◆ Rows:
--
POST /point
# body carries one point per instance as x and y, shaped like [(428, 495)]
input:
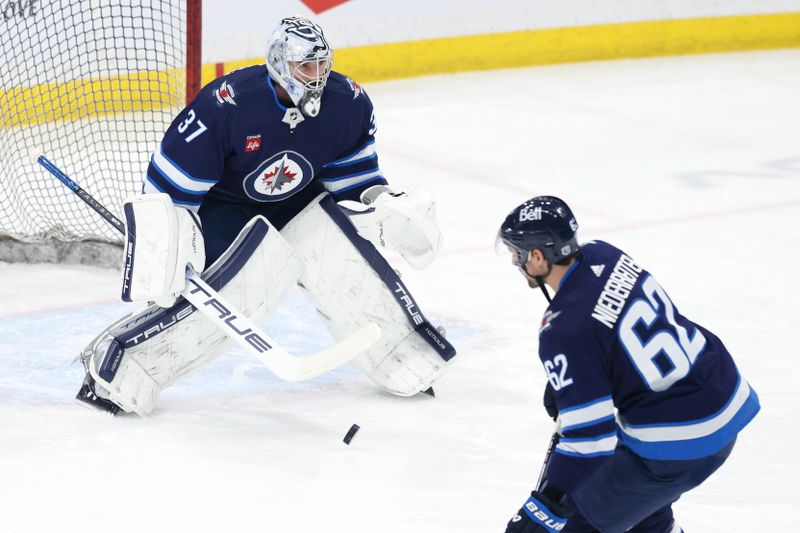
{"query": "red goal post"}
--
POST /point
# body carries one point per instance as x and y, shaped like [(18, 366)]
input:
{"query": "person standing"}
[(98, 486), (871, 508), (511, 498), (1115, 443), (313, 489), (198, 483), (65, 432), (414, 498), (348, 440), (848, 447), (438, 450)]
--
How many lines of the records contain the word "like"? Reply with the number alone.

2